## Task to carry out
Repeat all of the records word for word, but skip any picture.

## The records
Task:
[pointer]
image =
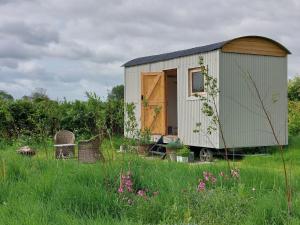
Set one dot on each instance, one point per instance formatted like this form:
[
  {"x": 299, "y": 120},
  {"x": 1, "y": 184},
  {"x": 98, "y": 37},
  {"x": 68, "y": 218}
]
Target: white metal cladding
[
  {"x": 244, "y": 123},
  {"x": 189, "y": 109}
]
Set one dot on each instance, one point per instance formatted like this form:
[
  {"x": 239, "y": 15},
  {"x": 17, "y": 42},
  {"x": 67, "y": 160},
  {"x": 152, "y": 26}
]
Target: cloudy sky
[{"x": 72, "y": 46}]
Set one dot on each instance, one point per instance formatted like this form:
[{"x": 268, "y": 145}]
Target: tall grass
[{"x": 47, "y": 191}]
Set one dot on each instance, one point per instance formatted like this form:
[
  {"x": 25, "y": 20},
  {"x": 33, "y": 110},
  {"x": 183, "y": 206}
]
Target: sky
[{"x": 69, "y": 47}]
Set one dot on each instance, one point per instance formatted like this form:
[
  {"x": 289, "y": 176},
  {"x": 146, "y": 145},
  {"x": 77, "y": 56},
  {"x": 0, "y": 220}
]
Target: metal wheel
[{"x": 206, "y": 155}]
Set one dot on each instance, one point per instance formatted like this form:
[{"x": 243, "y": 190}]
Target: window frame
[{"x": 190, "y": 83}]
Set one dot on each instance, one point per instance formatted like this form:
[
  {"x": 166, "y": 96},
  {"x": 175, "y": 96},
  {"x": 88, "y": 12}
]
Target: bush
[
  {"x": 294, "y": 118},
  {"x": 36, "y": 117},
  {"x": 184, "y": 152}
]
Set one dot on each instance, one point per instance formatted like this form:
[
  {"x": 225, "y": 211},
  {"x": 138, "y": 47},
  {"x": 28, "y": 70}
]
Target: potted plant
[
  {"x": 144, "y": 142},
  {"x": 171, "y": 149},
  {"x": 183, "y": 154}
]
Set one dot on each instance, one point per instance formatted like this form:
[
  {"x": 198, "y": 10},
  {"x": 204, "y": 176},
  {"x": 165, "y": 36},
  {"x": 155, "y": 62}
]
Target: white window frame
[{"x": 190, "y": 84}]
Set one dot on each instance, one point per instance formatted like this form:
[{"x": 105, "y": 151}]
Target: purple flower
[
  {"x": 201, "y": 186},
  {"x": 142, "y": 193},
  {"x": 120, "y": 190},
  {"x": 213, "y": 179},
  {"x": 235, "y": 173}
]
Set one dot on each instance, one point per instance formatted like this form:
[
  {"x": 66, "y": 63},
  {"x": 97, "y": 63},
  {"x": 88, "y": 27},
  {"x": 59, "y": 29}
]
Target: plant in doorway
[
  {"x": 171, "y": 149},
  {"x": 144, "y": 142},
  {"x": 183, "y": 154}
]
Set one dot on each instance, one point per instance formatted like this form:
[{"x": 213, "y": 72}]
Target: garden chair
[
  {"x": 64, "y": 143},
  {"x": 89, "y": 150}
]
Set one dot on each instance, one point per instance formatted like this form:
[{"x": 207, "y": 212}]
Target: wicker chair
[
  {"x": 66, "y": 139},
  {"x": 89, "y": 150}
]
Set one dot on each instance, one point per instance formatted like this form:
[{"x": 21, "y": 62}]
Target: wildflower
[
  {"x": 120, "y": 190},
  {"x": 213, "y": 179},
  {"x": 126, "y": 182},
  {"x": 142, "y": 193},
  {"x": 235, "y": 173},
  {"x": 201, "y": 186},
  {"x": 206, "y": 175}
]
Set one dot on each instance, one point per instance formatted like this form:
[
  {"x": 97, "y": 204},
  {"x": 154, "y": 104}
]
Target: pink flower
[
  {"x": 213, "y": 179},
  {"x": 235, "y": 173},
  {"x": 142, "y": 193},
  {"x": 120, "y": 190},
  {"x": 201, "y": 186}
]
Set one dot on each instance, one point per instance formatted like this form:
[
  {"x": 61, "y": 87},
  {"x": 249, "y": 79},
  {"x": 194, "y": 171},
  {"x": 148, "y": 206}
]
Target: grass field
[{"x": 43, "y": 190}]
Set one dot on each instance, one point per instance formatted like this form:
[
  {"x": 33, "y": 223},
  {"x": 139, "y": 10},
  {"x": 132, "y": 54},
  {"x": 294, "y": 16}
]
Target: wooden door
[{"x": 153, "y": 102}]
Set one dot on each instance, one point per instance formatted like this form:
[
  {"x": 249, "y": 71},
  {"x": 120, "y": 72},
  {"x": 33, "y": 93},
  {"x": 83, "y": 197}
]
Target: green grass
[{"x": 43, "y": 190}]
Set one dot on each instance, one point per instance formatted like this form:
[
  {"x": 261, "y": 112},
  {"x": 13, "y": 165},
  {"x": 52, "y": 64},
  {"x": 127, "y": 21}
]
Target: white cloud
[{"x": 72, "y": 46}]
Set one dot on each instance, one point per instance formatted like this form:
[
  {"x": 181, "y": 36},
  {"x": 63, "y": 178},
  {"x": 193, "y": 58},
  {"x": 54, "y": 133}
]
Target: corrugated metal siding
[
  {"x": 189, "y": 111},
  {"x": 244, "y": 122}
]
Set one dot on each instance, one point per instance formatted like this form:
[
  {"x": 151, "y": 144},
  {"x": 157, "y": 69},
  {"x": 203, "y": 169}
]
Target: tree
[
  {"x": 294, "y": 88},
  {"x": 39, "y": 94},
  {"x": 5, "y": 96},
  {"x": 117, "y": 93}
]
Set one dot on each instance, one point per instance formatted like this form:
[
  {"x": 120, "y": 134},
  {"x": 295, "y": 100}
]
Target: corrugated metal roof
[
  {"x": 187, "y": 52},
  {"x": 173, "y": 55}
]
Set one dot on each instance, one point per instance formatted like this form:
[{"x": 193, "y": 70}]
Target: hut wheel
[{"x": 206, "y": 155}]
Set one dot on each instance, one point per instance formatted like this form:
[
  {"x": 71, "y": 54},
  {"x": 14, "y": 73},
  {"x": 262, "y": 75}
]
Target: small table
[{"x": 64, "y": 151}]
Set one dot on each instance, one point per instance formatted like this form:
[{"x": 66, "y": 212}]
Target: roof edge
[{"x": 192, "y": 51}]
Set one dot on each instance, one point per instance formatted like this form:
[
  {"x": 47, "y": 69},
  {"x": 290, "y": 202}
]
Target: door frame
[{"x": 164, "y": 111}]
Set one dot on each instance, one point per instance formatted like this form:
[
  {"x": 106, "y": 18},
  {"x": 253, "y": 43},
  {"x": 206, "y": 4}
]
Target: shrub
[{"x": 294, "y": 118}]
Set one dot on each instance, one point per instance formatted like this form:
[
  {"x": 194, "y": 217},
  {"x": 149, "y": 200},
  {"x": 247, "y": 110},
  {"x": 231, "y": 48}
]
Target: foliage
[
  {"x": 117, "y": 93},
  {"x": 294, "y": 89},
  {"x": 5, "y": 96},
  {"x": 40, "y": 117},
  {"x": 145, "y": 137},
  {"x": 65, "y": 192},
  {"x": 174, "y": 145},
  {"x": 294, "y": 118}
]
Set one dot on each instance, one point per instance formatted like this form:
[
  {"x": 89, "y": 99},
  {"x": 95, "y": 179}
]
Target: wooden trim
[
  {"x": 254, "y": 46},
  {"x": 159, "y": 79}
]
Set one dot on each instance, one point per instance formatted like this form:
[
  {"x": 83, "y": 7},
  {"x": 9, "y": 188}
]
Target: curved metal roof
[{"x": 191, "y": 51}]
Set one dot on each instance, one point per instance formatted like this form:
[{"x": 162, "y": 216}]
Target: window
[{"x": 196, "y": 82}]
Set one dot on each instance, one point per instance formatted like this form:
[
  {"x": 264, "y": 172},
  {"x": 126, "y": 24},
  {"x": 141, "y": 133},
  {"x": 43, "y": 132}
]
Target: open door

## Reply
Task:
[pointer]
image =
Set one dot on each instance, one point per instance formatted like this form:
[
  {"x": 299, "y": 120},
  {"x": 1, "y": 184},
  {"x": 98, "y": 37},
  {"x": 68, "y": 218}
]
Target: white metal cladding
[
  {"x": 244, "y": 123},
  {"x": 189, "y": 109}
]
Set one dot on each instance, one point per instance formatted like this form:
[
  {"x": 239, "y": 15},
  {"x": 17, "y": 42},
  {"x": 67, "y": 160},
  {"x": 152, "y": 26}
]
Target: cloudy sky
[{"x": 72, "y": 46}]
Set one dot on each instance, one point per instance formatted like this form:
[{"x": 268, "y": 145}]
Target: tall grass
[{"x": 47, "y": 191}]
Set one dot on each instance, one point per instance formatted like this form:
[
  {"x": 25, "y": 20},
  {"x": 33, "y": 110},
  {"x": 183, "y": 206}
]
Target: sky
[{"x": 69, "y": 47}]
Set one dot on each instance, one point per instance formatted like this form:
[
  {"x": 289, "y": 176},
  {"x": 146, "y": 145},
  {"x": 77, "y": 56},
  {"x": 0, "y": 220}
]
Target: metal wheel
[{"x": 206, "y": 155}]
Set one dot on each instance, one point per instance formatted like this form:
[{"x": 243, "y": 190}]
Target: window frame
[{"x": 190, "y": 83}]
Set one dot on each instance, one point per instance formatted like this form:
[
  {"x": 166, "y": 96},
  {"x": 175, "y": 96},
  {"x": 88, "y": 12}
]
Target: bush
[
  {"x": 294, "y": 118},
  {"x": 36, "y": 117},
  {"x": 184, "y": 152}
]
Set one dot on each instance, one point per instance formatted like this form:
[
  {"x": 225, "y": 211},
  {"x": 138, "y": 47},
  {"x": 28, "y": 70}
]
Target: potted plant
[
  {"x": 144, "y": 142},
  {"x": 171, "y": 149},
  {"x": 183, "y": 154}
]
Set one dot on each instance, one point per instance formatted like this form:
[
  {"x": 198, "y": 10},
  {"x": 204, "y": 176},
  {"x": 165, "y": 36},
  {"x": 155, "y": 62}
]
Target: white window frame
[{"x": 190, "y": 84}]
Set one dot on each instance, one point per instance formatted like this form:
[{"x": 105, "y": 151}]
Target: purple flower
[
  {"x": 201, "y": 186},
  {"x": 142, "y": 193},
  {"x": 120, "y": 190},
  {"x": 213, "y": 179},
  {"x": 235, "y": 173}
]
Set one dot on each instance, one point per instance formatted like this form:
[
  {"x": 66, "y": 63},
  {"x": 97, "y": 63},
  {"x": 88, "y": 27},
  {"x": 59, "y": 29}
]
Target: plant in doorway
[
  {"x": 171, "y": 149},
  {"x": 144, "y": 142},
  {"x": 183, "y": 154}
]
Set one dot on each instance, one point per instance formatted like this form:
[{"x": 213, "y": 72}]
Target: garden chair
[
  {"x": 64, "y": 143},
  {"x": 89, "y": 150}
]
Set one dot on each instance, one point per instance formatted like this form:
[{"x": 207, "y": 212}]
Target: wicker chair
[
  {"x": 66, "y": 139},
  {"x": 89, "y": 150}
]
Set one dot on each instance, one point per instance formatted like this form:
[{"x": 21, "y": 62}]
Target: wildflower
[
  {"x": 120, "y": 190},
  {"x": 213, "y": 179},
  {"x": 126, "y": 182},
  {"x": 142, "y": 193},
  {"x": 235, "y": 173},
  {"x": 201, "y": 186},
  {"x": 206, "y": 175}
]
Set one dot on each instance, one point per instance formatted like this form:
[
  {"x": 97, "y": 204},
  {"x": 154, "y": 104}
]
Target: pink flower
[
  {"x": 213, "y": 179},
  {"x": 235, "y": 173},
  {"x": 142, "y": 193},
  {"x": 120, "y": 190},
  {"x": 201, "y": 186}
]
Set one dot on each instance, one point per instance formatted like this form:
[
  {"x": 61, "y": 87},
  {"x": 249, "y": 79},
  {"x": 194, "y": 171},
  {"x": 148, "y": 206}
]
Target: grass field
[{"x": 43, "y": 190}]
Set one dot on each instance, one point per instance formatted like this form:
[
  {"x": 33, "y": 223},
  {"x": 139, "y": 10},
  {"x": 132, "y": 54},
  {"x": 294, "y": 16}
]
Target: wooden door
[{"x": 153, "y": 102}]
Set one dot on each instance, one point per instance formatted like this form:
[
  {"x": 249, "y": 71},
  {"x": 120, "y": 72},
  {"x": 33, "y": 93},
  {"x": 83, "y": 197}
]
Target: green grass
[{"x": 43, "y": 190}]
Set one dot on each instance, one point per instance formatted like this form:
[
  {"x": 261, "y": 112},
  {"x": 13, "y": 165},
  {"x": 52, "y": 64},
  {"x": 127, "y": 21}
]
Target: white cloud
[{"x": 72, "y": 46}]
Set one dot on each instance, one point per instance formatted like this form:
[
  {"x": 181, "y": 36},
  {"x": 63, "y": 178},
  {"x": 193, "y": 58},
  {"x": 54, "y": 133}
]
Target: corrugated metal siding
[
  {"x": 189, "y": 111},
  {"x": 244, "y": 122}
]
Set one dot on each instance, one point per instance formatted like this form:
[
  {"x": 151, "y": 144},
  {"x": 157, "y": 69},
  {"x": 203, "y": 169}
]
Target: tree
[
  {"x": 294, "y": 88},
  {"x": 39, "y": 94},
  {"x": 5, "y": 96},
  {"x": 117, "y": 93}
]
Set one dot on each instance, one point per instance formatted like this form:
[
  {"x": 120, "y": 134},
  {"x": 295, "y": 100}
]
Target: corrugated metal roof
[
  {"x": 187, "y": 52},
  {"x": 173, "y": 55}
]
Set one dot on each instance, one point per instance formatted like this form:
[{"x": 193, "y": 70}]
Target: hut wheel
[{"x": 206, "y": 155}]
Set one dot on each instance, one point per instance formatted like this form:
[
  {"x": 71, "y": 54},
  {"x": 14, "y": 73},
  {"x": 262, "y": 75}
]
Target: small table
[{"x": 64, "y": 151}]
Set one dot on each instance, one point per instance formatted like this form:
[{"x": 66, "y": 212}]
Target: roof edge
[{"x": 192, "y": 51}]
Set one dot on each instance, one point per instance formatted like this form:
[
  {"x": 47, "y": 69},
  {"x": 290, "y": 202}
]
Target: door frame
[{"x": 164, "y": 111}]
Set one dot on each instance, one point per instance formatted like this form:
[
  {"x": 106, "y": 18},
  {"x": 253, "y": 43},
  {"x": 206, "y": 4}
]
Target: shrub
[{"x": 294, "y": 118}]
Set one dot on each instance, one point per instance formatted like this form:
[
  {"x": 194, "y": 217},
  {"x": 149, "y": 200},
  {"x": 247, "y": 110},
  {"x": 231, "y": 48}
]
Target: foliage
[
  {"x": 117, "y": 93},
  {"x": 294, "y": 89},
  {"x": 5, "y": 96},
  {"x": 40, "y": 117},
  {"x": 145, "y": 137},
  {"x": 65, "y": 192},
  {"x": 174, "y": 145},
  {"x": 294, "y": 118}
]
Set one dot on each instance, one point per instance formatted like this form:
[
  {"x": 89, "y": 99},
  {"x": 95, "y": 179}
]
Target: wooden trim
[
  {"x": 254, "y": 46},
  {"x": 159, "y": 79}
]
Set one dot on each instance, one point per instance formatted like this form:
[
  {"x": 83, "y": 7},
  {"x": 9, "y": 188}
]
Target: curved metal roof
[{"x": 191, "y": 51}]
Set one dot on each instance, one point per instance formatted like this form:
[{"x": 162, "y": 216}]
Target: window
[{"x": 196, "y": 82}]
Set one dot on each instance, one point per instance formatted like this form:
[
  {"x": 264, "y": 172},
  {"x": 126, "y": 24},
  {"x": 141, "y": 133},
  {"x": 43, "y": 132}
]
Target: open door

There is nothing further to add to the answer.